### DATA RECORDS
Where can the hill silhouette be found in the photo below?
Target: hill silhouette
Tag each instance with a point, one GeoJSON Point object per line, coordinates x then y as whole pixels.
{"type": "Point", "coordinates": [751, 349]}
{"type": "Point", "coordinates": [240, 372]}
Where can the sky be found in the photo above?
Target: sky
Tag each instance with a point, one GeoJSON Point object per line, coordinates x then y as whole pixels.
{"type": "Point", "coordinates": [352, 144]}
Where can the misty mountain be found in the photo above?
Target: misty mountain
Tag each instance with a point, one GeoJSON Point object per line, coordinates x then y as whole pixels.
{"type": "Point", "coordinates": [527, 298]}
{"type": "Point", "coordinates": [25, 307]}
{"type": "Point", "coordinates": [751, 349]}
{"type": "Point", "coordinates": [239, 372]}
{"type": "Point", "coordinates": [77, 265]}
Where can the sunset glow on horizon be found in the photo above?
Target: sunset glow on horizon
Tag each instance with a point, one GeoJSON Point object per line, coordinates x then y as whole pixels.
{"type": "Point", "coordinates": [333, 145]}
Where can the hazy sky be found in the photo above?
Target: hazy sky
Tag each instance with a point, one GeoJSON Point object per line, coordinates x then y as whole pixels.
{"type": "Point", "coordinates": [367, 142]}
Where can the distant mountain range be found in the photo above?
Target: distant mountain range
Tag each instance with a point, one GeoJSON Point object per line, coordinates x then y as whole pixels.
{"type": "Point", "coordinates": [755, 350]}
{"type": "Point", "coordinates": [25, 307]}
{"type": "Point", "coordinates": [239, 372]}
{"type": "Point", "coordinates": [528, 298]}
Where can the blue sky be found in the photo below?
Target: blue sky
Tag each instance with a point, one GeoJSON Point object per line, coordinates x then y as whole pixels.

### WHAT THE TASK ASKS
Each line of the material with the word "Target" in it should be listed.

### EXPECTED ANSWER
Target: hill silhouette
Target: sky
Target: misty mountain
Target: sunset glow on horizon
Target: hazy sky
Target: distant mountain range
Target: blue sky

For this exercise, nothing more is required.